-- START OF PROVIDED MATERIAL --
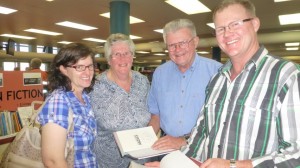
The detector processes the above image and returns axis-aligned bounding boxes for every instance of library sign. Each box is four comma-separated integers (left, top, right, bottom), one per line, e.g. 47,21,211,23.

0,71,44,111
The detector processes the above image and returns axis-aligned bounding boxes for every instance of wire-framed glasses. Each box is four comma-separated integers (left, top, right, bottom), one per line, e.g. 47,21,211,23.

215,18,253,36
167,37,195,51
68,64,95,72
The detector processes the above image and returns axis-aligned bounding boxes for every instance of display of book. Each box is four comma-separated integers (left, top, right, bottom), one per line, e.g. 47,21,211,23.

114,126,175,159
129,150,201,168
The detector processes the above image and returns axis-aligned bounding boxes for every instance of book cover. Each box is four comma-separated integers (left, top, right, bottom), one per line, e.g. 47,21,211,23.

114,126,175,159
129,150,201,168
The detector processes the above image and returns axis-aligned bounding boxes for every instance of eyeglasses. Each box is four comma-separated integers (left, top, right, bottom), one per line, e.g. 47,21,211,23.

67,65,95,72
215,18,253,36
111,51,132,59
167,37,195,51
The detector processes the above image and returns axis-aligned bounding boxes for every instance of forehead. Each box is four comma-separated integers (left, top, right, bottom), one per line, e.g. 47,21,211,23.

111,41,130,51
214,4,249,25
166,28,192,44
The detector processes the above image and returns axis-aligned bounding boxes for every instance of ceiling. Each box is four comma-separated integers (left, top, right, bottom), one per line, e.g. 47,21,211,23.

0,0,300,65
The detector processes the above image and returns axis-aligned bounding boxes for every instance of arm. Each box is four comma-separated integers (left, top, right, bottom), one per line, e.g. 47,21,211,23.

148,114,160,134
252,70,300,168
42,123,68,168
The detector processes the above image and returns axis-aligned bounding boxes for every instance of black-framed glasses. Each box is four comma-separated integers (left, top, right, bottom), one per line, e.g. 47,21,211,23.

215,18,253,36
167,37,195,51
111,51,132,59
68,64,95,72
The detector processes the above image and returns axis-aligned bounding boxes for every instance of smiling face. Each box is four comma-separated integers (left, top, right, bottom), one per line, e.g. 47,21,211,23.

214,4,260,60
166,28,199,72
108,42,133,75
59,56,94,92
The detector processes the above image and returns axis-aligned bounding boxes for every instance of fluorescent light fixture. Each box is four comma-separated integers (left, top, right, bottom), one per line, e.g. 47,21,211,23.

136,51,150,54
285,42,300,47
282,30,300,32
153,53,166,56
129,35,142,40
197,51,209,54
278,13,300,25
99,12,145,24
24,29,62,36
0,6,17,15
0,34,35,40
57,41,72,44
153,29,164,33
165,0,211,15
206,23,215,29
83,38,106,43
286,47,299,51
55,21,98,30
274,0,291,2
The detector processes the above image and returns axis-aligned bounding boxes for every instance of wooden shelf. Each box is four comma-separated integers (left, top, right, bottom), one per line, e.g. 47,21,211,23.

0,133,17,145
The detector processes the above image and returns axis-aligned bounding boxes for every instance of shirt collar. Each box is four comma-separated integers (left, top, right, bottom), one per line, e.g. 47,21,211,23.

220,45,268,73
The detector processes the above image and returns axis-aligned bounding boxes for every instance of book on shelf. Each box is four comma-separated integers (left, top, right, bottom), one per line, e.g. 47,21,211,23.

113,126,175,159
129,150,201,168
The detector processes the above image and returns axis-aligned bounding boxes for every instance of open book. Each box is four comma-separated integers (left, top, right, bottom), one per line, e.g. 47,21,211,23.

114,126,175,159
129,150,201,168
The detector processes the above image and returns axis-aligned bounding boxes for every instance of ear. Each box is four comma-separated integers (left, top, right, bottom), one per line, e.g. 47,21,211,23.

252,17,260,32
194,36,199,49
59,65,68,76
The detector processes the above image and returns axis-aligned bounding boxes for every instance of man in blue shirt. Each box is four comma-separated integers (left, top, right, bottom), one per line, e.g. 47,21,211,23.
-- END OF PROVIDED MATERIAL --
> EXERCISE OBJECTIVE: Retype every line of the records above word for word, without changing anything and leaving out the pictures.

> TASK OUTPUT:
The detector processes the above image and returns axis-aligned bounding boxes for every instance of library sign. Each box is four comma-separated integers (left, top, right, bottom), one per line, e.g. 47,21,211,23.

0,71,44,111
The detector processes the above image and returns axis-aligned bounding boxes for every instance of wire-framed glasses. Each box is four comma-separated integers (left, top, right, bottom), one per line, e.g. 47,21,211,23.

215,18,253,36
167,37,195,51
68,64,95,72
The detector processes the above image and returns axis-aligned bounding boxes for every instance of display of book. Each box is four comma-separated integers (left, top, right, bottom), one per line, e.g. 47,21,211,23.

114,126,175,159
129,150,201,168
The detector processes the above image and returns axis-aligned bounding boxes for every instance of book cover. Each box is four comma-separated integers (left, top, right, bottom), one per line, e.g. 47,21,211,23.

114,126,175,159
129,150,201,168
The detector processes the above image and returns axis-aligned bounding boxes for every instance of eyeglasses. Each box is four comma-separated integers (left, top, right, bottom), one per line, e.g. 47,21,211,23.

67,65,95,72
215,18,253,36
111,51,132,59
167,37,195,51
The detector processes the above image and returns axis-aligned bounding boxes for every instance of forehead. Each box is four comma-separated integers (left, top, right, bottom), one per line, e.g. 47,21,211,23.

111,41,130,51
214,4,249,25
166,28,192,44
The detector processes the above image and returns axis-aligned bounding boxes for every instance of ceiling. Each box is four comma-separated integers (left, top, right, bottom), one per line, e.g. 47,21,211,23.

0,0,300,65
The detector processes the above image and returns axis-aligned bounding boxes for every instance of arm. Each box is four comma-separated integers (left, top, right, bottom), one per line, e.g. 47,21,211,23.

148,114,160,134
252,70,300,168
42,123,68,168
The detector processes the above image and returns axis-aligned bounding boxes for every instance of black-framed glasses. Each box is four comma-separated integers (left, top, right, bottom), one per line, e.g. 47,21,211,23.

215,18,253,36
167,37,195,51
111,51,132,59
68,64,95,72
The detector processes the above image and returns axis-aligned bounding boxes for every instance of smiling face. Each box is four comma-separated integers (left, top, right, bottom), one per line, e.g. 47,21,211,23.

214,4,260,60
166,28,199,72
108,42,133,75
59,56,94,92
The detector processes the above image and returns axis-aligned bounding boxes for every instance of fluorescent light fixture. Each box is four comma-separated integers (left, top, right, bottom), one per line, e.g. 47,21,211,23.

136,51,150,54
285,42,300,47
282,30,300,32
153,53,166,56
129,35,142,40
197,51,209,54
278,13,300,25
99,12,145,24
24,29,62,36
0,6,17,15
0,34,35,40
57,41,72,44
153,29,164,33
165,0,211,15
206,23,215,29
83,38,106,43
286,47,299,51
55,21,98,30
274,0,291,2
The detector processes the above image and returns axis-aligned bounding boxes for every instance of wooden shelf. Each box is four comma-separated integers (left, top, right, bottom), one per line, e.g. 47,21,211,23.

0,133,17,145
The detector processes the above image and returns axis-aligned bounding boxes for every instance of shirt collar. Each box is four comma-separated integers (left, top, right, bottom), one per line, e.g. 47,21,211,23.

220,45,268,73
The detector processes the above image and returns axis-aligned bounding boxes for every instance of book on shelf. Each box is four comma-separated integers (left, top, right, bottom), one per line, e.g. 47,21,211,23.

113,126,175,159
129,150,201,168
The detector processes the above image and returns axis-aligned bounding boxes for every instance of open book. Each box is four comma-separated integers (left, top, right, bottom), one per line, e.g. 47,21,211,23.

114,126,175,159
129,150,201,168
The detector processes the above image and returns axis-aligned bounding boxes for every instance of ear. Each box is four comma-separated integers (left, top, right, bottom), one per line, e.g. 47,21,211,23.

252,17,260,32
194,36,199,49
59,65,68,76
The detector processes the above image and returns axis-aligned bounding boxes for every instance of man in blue shirt. Each box is four comma-separated integers (left, top, right, bottom), one per line, e.g. 47,21,211,23.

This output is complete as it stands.